▶ Task
Exact copies of the lines below are the goal; any images in them are dropped.

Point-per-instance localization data
BEGIN
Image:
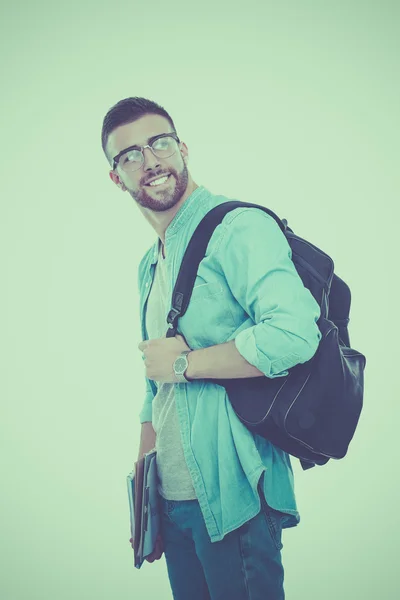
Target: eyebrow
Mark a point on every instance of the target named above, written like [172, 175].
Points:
[137, 146]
END
▶ Exercise response
Image:
Target: eyebrow
Mark a point on every instance of the target named above, written like [172, 175].
Points:
[137, 146]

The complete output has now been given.